[start of Excerpt to read]

Studio album by Kim Gordon
- Released: March 13, 2026
- Genres: Trap; industrial; trip hop;
- Length: 29:55
- Label: Matador
- Producer: Justin Raisen

Kim Gordon chronology
| The Collective (2024) | Play Me (2026) |  |

Singles from Play Me
- "Not Today" Released: January 14, 2026; "Dirty Tech" Released: February 11, 2026; "Play Me" Released: March 10, 2026;

= Play Me (Kim Gordon album) =

Play Me (stylized in all caps) is the third solo studio album by the American musician Kim Gordon, released on March 13, 2026, via Matador Records. Like her previous album The Collective (2024), it was produced by Justin Raisen.

== Background and recording ==
Play Me is Gordon's third album in collaboration with producer Justin Raisen. It was recorded in Raisen's home studio.

== Composition ==
Musically, Play Me is an album that relies primarily on Gordon's trap vocals, Raisen's industrial textures, and trip hop beats. Lyrically, Gordon focuses on aspects of modern life, such as U.S. politics and the rise of AI.

On "Busy Bee", Dave Grohl makes an appearance, playing drums on top of sped-up dialogue between Gordon and Free Kitten bandmate Julia Cafritz. The dialogue was taken from an episode of MTV Beach House that the pair guest-hosted in the 1990s.

== Promotion and singles ==
On June 13, 2025, Gordon released "ByeBye25!", a reworking of the single "Bye Bye" from her 2024 album The Collective, with updated lyrics based on words flagged by the second Trump administration. It was accompanied with a black-and-white music video showing Gordon walking through a construction site. Proceeds from the single and associated T-shirt went to Noise for Now, a non-profit organization based on reproductive rights. Although it appears as a track on Play Me, it had been released as a standalone single.

[end of Excerpt to read]
[start of Input records]

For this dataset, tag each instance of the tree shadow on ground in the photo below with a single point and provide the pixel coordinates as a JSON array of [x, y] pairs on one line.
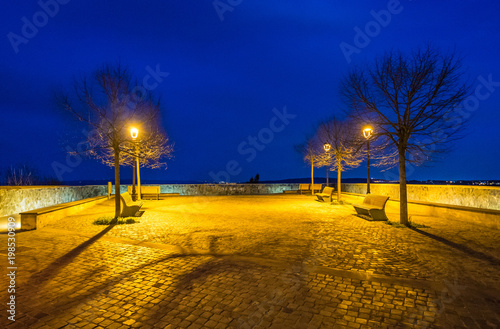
[[38, 279], [469, 251]]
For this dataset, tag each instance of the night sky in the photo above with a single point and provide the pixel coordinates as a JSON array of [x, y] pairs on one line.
[[232, 72]]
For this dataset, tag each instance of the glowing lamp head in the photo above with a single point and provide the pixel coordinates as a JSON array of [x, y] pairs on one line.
[[134, 132], [367, 132]]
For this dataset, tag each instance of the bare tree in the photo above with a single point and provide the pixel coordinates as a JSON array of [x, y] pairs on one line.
[[345, 148], [110, 101], [311, 153], [412, 100]]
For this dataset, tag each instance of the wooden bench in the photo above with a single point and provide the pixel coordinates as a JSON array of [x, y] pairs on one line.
[[147, 191], [130, 208], [38, 218], [326, 194], [304, 188], [373, 206]]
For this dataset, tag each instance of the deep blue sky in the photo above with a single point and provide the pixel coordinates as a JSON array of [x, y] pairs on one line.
[[226, 76]]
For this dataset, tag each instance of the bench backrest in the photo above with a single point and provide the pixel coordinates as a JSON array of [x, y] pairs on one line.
[[127, 199], [376, 200], [304, 187], [316, 187], [328, 190], [150, 189], [146, 189]]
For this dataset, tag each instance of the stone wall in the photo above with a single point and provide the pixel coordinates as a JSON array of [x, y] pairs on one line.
[[16, 200], [487, 197], [222, 189]]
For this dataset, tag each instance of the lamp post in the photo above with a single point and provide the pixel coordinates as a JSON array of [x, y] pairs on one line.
[[134, 132], [367, 132], [327, 148]]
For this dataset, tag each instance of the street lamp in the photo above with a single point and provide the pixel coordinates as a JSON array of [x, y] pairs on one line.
[[327, 148], [134, 132], [368, 132]]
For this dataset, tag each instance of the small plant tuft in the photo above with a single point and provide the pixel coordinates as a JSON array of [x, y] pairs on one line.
[[410, 224], [111, 220]]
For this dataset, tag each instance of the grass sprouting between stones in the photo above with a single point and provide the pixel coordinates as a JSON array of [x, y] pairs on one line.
[[119, 221], [410, 224]]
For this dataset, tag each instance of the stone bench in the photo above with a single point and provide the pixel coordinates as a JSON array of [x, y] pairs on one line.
[[38, 218], [129, 207], [147, 191], [325, 194]]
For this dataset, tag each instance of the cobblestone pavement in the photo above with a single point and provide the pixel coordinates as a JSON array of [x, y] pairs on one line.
[[283, 261]]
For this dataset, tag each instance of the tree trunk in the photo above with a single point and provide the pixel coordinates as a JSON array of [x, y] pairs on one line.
[[403, 198], [339, 186], [117, 183], [312, 173]]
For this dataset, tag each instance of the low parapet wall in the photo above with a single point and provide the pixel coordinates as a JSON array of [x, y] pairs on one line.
[[486, 197], [16, 200], [479, 216], [222, 189]]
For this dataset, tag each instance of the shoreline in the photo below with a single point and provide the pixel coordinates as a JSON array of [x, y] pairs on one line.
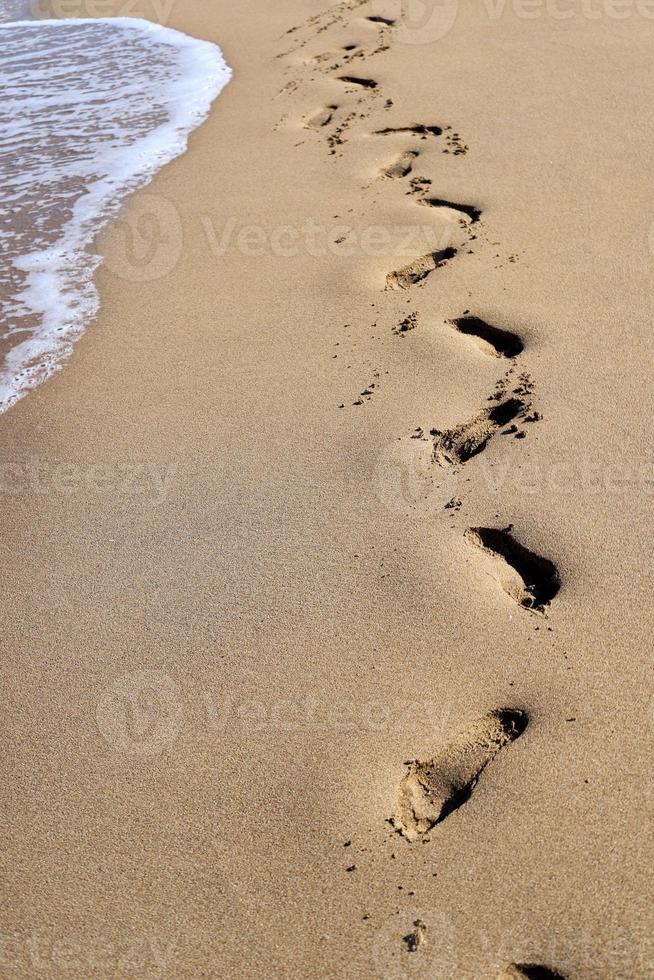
[[237, 608]]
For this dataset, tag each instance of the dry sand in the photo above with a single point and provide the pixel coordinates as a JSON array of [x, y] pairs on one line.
[[233, 609]]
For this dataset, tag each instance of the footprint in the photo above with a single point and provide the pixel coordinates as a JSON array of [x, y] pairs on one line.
[[419, 269], [415, 130], [469, 210], [402, 166], [458, 445], [529, 971], [377, 19], [529, 579], [355, 80], [492, 340], [415, 939], [321, 118], [432, 790]]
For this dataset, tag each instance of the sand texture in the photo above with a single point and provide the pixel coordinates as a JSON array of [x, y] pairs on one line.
[[350, 485]]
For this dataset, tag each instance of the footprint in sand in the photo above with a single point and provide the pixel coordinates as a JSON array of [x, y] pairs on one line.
[[321, 118], [419, 269], [377, 19], [417, 129], [456, 446], [368, 83], [492, 340], [468, 210], [401, 167], [432, 790], [529, 971], [529, 579]]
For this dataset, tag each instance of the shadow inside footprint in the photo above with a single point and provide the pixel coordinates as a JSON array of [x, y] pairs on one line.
[[417, 129], [321, 118], [401, 167], [500, 343], [458, 445], [529, 579], [432, 790], [361, 82], [419, 269], [529, 971], [470, 211]]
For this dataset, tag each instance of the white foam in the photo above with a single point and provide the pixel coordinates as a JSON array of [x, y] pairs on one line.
[[91, 109]]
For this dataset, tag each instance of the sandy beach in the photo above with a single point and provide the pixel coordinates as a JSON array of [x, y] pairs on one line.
[[326, 559]]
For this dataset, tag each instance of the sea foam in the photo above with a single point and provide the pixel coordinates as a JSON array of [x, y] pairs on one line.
[[91, 109]]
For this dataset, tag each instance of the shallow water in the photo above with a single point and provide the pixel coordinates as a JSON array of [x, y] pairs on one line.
[[91, 109]]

[end of Input records]

### Task requirements
(1) Answer these questions from the Play Me article:
(a) Who produced the album?
(b) Where was the album recorded?
(c) Who plays drums on "Busy Bee"?
(2) Reproduce the records from their start through the line that contains "[[134, 132], [367, 132]]", inclusive. Omit the pictures.

### Answers to the exercises
(1)
(a) Justin Raisen
(b) In Raisen's home studio
(c) Dave Grohl

(2)
For this dataset, tag each instance of the tree shadow on ground in the photo below with a single point and provide the pixel coordinates as a JSON array of [x, y] pairs on one line.
[[38, 279], [469, 251]]
For this dataset, tag each instance of the night sky in the photo above with a single point and provide the pixel coordinates as a JSON array of [x, y] pairs on one line.
[[232, 72]]
For this dataset, tag each instance of the glowing lamp head in the photo above with a single point and provide the pixel coordinates as a JSON array of [x, y] pairs on one line.
[[134, 132], [367, 132]]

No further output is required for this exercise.